Start Records to process
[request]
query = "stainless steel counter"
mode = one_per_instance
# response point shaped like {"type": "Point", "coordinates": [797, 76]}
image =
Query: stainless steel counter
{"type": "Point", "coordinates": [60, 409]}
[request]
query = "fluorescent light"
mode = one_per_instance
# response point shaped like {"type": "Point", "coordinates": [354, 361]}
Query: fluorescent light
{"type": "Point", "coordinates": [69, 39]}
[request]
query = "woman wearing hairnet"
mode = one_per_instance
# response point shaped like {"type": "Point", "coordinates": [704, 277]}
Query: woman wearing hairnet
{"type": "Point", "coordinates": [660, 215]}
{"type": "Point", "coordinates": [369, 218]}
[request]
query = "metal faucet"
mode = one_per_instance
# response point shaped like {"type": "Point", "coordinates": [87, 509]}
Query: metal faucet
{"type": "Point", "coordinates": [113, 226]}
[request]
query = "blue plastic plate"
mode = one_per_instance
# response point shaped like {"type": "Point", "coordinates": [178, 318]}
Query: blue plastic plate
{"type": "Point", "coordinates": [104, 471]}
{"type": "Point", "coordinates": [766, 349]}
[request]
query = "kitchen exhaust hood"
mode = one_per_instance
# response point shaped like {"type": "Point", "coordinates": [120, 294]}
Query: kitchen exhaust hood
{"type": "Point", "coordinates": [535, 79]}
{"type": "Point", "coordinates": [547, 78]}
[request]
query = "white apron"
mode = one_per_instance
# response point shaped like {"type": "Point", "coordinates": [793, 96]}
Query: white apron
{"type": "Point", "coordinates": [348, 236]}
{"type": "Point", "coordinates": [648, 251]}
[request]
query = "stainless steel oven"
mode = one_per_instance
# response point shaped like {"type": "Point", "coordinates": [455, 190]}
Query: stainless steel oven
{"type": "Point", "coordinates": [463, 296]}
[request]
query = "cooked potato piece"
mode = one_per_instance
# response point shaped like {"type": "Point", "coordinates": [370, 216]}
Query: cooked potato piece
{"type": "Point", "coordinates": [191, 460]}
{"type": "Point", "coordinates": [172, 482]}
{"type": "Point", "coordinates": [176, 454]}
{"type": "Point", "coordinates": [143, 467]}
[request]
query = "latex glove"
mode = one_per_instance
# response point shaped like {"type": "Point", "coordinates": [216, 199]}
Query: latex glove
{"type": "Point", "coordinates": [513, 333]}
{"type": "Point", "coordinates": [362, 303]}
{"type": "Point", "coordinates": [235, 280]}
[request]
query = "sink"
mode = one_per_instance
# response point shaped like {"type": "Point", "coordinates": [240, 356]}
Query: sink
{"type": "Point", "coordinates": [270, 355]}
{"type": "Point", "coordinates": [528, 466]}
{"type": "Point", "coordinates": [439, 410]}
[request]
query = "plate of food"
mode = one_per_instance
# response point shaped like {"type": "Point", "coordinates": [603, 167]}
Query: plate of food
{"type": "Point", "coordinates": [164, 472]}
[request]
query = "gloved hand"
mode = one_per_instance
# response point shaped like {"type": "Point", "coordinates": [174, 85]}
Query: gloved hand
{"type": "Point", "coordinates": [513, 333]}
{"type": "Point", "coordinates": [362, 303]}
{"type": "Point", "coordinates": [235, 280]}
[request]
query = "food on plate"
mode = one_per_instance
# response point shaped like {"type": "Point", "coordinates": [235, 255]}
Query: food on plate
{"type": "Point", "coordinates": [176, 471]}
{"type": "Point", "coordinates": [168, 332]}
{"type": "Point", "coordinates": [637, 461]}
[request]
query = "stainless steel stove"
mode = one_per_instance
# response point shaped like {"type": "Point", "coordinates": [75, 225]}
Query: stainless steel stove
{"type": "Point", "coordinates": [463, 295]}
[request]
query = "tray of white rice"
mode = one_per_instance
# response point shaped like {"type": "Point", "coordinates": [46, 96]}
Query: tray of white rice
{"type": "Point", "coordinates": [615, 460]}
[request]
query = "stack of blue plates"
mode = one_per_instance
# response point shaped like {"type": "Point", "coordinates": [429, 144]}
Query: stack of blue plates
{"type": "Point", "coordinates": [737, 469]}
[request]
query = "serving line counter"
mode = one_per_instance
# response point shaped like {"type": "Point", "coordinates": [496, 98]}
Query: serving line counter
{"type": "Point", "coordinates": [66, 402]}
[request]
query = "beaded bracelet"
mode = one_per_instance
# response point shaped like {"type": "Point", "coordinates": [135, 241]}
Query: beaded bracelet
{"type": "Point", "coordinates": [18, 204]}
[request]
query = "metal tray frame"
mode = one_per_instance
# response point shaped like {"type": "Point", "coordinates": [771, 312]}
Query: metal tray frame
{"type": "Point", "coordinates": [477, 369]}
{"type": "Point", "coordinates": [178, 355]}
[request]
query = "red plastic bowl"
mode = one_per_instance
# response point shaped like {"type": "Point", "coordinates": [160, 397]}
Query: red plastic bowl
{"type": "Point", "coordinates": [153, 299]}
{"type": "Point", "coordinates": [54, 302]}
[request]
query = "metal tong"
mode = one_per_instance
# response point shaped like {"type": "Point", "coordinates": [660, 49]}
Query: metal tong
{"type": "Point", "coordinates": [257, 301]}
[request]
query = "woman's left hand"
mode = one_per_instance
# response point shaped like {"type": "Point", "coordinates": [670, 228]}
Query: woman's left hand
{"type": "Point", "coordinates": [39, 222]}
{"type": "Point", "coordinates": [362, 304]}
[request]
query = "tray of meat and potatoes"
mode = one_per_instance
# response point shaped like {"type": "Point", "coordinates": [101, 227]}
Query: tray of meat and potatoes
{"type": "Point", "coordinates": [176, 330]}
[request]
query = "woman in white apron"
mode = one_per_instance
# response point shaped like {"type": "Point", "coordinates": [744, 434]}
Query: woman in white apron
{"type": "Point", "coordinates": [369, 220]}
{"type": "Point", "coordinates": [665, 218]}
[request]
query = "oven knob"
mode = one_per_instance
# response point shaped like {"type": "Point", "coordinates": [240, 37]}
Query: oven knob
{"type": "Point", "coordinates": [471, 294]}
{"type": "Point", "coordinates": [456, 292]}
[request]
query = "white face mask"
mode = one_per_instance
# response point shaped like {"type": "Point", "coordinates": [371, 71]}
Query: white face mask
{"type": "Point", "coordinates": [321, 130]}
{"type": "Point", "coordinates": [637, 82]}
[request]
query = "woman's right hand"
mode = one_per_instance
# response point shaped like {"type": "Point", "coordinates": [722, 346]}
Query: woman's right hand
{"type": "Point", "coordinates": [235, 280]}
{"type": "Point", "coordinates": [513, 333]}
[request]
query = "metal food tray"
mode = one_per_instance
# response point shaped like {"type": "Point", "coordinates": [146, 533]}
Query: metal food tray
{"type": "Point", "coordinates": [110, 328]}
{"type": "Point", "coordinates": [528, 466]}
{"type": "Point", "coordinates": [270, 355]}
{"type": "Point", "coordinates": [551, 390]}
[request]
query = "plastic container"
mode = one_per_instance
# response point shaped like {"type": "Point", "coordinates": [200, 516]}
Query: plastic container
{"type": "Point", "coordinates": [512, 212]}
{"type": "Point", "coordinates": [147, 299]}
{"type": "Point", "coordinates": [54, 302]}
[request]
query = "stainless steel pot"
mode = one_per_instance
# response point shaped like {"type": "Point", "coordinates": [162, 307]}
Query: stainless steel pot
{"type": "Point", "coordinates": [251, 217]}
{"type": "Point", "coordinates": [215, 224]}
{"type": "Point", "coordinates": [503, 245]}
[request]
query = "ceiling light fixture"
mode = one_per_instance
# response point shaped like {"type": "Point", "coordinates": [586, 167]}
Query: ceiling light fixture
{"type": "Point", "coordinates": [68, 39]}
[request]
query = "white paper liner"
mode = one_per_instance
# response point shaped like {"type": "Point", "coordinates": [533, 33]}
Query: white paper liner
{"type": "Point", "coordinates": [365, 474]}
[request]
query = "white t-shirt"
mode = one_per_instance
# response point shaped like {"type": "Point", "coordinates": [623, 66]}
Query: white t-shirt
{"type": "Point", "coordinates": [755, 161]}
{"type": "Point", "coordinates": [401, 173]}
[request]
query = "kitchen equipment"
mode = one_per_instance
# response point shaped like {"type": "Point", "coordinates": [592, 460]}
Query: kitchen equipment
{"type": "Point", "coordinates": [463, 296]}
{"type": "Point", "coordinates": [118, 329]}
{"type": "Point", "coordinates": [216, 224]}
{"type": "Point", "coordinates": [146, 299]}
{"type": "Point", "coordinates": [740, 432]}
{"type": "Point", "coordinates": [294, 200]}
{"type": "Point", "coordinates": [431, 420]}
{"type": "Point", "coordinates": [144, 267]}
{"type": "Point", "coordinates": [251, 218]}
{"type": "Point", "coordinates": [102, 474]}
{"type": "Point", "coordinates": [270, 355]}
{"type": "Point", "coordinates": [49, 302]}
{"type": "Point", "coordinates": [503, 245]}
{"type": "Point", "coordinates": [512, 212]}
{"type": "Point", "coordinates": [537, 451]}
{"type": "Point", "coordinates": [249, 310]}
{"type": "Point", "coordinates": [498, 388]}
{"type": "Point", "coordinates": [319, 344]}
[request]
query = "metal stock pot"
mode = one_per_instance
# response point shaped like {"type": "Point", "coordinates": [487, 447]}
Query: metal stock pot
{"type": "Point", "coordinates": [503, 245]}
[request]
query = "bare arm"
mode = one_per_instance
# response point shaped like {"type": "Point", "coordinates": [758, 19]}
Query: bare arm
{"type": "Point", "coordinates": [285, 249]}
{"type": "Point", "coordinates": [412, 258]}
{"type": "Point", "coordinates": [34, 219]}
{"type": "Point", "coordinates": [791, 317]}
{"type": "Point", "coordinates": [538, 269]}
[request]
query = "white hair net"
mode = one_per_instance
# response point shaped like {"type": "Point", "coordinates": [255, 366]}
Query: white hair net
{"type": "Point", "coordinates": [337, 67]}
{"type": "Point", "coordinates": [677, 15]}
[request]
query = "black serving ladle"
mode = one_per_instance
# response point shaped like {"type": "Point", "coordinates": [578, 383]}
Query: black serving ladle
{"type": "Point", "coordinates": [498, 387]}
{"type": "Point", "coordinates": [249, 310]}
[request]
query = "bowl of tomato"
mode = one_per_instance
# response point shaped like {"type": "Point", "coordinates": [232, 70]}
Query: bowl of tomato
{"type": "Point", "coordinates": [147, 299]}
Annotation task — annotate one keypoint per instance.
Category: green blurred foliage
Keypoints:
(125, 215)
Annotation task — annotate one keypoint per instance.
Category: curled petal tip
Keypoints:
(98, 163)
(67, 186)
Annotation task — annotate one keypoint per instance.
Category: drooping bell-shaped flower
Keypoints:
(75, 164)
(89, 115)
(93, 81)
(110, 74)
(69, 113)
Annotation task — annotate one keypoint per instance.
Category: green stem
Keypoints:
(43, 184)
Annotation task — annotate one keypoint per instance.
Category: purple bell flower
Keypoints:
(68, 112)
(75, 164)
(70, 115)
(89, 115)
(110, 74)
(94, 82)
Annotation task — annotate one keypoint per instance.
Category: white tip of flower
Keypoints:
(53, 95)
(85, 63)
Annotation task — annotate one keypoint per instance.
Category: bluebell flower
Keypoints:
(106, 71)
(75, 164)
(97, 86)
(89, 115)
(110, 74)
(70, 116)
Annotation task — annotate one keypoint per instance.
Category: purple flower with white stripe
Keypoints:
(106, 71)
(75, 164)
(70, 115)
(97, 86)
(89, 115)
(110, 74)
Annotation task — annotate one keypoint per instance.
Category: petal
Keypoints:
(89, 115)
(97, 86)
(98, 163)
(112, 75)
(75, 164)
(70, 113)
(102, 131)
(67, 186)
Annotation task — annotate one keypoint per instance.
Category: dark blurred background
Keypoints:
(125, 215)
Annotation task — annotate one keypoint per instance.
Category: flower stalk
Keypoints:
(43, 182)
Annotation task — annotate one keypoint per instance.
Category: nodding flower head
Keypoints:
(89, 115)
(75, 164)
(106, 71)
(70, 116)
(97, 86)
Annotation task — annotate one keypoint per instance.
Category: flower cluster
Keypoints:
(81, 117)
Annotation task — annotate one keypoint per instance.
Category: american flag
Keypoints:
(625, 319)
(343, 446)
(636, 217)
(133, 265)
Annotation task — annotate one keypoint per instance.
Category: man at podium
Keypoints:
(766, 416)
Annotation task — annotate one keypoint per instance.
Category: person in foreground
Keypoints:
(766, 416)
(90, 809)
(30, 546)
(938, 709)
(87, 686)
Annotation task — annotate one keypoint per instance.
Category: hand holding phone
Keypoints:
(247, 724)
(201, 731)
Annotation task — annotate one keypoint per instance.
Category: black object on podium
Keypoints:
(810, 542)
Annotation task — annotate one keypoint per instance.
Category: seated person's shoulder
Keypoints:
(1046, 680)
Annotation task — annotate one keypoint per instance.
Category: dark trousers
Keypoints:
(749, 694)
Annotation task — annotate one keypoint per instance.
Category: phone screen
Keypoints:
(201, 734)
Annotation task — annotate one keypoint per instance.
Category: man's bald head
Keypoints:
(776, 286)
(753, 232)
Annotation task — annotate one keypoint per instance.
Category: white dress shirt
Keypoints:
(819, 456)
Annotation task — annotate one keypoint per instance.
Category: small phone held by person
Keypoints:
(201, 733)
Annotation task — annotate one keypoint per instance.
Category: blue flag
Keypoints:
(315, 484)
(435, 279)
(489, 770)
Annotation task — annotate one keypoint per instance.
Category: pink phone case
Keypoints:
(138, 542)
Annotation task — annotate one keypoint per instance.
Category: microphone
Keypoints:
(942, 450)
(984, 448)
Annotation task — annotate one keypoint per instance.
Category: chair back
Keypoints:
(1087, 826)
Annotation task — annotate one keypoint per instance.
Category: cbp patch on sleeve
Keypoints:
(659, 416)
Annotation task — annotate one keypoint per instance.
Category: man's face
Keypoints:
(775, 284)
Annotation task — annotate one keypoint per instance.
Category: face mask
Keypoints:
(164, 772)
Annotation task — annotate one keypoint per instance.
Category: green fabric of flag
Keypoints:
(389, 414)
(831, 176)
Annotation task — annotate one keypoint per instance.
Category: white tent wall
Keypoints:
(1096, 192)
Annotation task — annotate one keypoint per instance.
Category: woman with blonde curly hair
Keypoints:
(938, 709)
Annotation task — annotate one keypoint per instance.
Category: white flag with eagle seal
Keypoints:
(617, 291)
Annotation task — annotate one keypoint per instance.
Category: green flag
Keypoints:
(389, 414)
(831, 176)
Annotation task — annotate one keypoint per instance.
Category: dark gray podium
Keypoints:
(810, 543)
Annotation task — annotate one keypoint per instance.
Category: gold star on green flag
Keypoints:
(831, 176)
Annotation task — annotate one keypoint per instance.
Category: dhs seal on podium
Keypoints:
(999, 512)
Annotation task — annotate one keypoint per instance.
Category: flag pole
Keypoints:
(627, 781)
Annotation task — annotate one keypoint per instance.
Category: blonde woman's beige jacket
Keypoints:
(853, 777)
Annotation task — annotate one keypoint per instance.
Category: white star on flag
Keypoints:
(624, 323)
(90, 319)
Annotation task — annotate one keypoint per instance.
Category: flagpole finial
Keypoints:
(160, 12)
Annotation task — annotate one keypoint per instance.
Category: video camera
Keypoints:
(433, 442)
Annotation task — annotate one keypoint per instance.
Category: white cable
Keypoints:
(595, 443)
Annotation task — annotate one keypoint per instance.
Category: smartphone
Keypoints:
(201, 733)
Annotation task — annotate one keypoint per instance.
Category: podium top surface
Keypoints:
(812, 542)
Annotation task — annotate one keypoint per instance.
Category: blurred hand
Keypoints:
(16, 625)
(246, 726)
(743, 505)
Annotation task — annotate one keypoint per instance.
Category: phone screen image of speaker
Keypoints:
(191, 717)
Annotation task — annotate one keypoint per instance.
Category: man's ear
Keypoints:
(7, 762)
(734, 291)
End Records to process
Description of the task: Report every line of the listing above that contains the word "container".

Response to this task:
query = "plastic container"
Query: plastic container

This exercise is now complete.